### Source text
*-*-*

Lampião was joined in 1930 by his girlfriend, Maria Déia, nicknamed Maria Bonita ("Pretty Maria"). His relationship with Maria Bonita gave his reputation some of the 'romance and violence' notoriety enjoyed in the United States by Bonnie and Clyde. The women who joined bandit groups, often termed cangaceiras, dressed like their male comrades and participated in many of their actions. Maria and Lampião had a daughter, named Expedita, in 1932. A number of cangaceiras joined the band over the many years of its existence and Lampião usually attended any births these women had personally. Such children, including Lampião's own, were fostered out to settled relatives or friends of the cangaceiros, or left with priests. Expedita, after the deaths of her parents, was raised by her uncle, João. João Ferreira was the only one of Lampião's brothers not to become an outlaw.

*-*-*

### Exercise 1
Name every person mentioned by name in the Lampião passage.
### Exercise 2
Answer these questions from the Lampião passage:
(a) In what year did Maria Déia join Lampião?
(b) In what year was Expedita born?
(c) Who raised Expedita after her parents died?

### Source data
*-*-*

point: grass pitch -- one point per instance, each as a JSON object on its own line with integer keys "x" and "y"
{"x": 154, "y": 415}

*-*-*

### Task solution 1
Lampião, Maria Déia (Maria Bonita), Bonnie, Clyde, Expedita, João Ferreira

### Task solution 2
(a) 1930
(b) 1932
(c) Her uncle, João Ferreira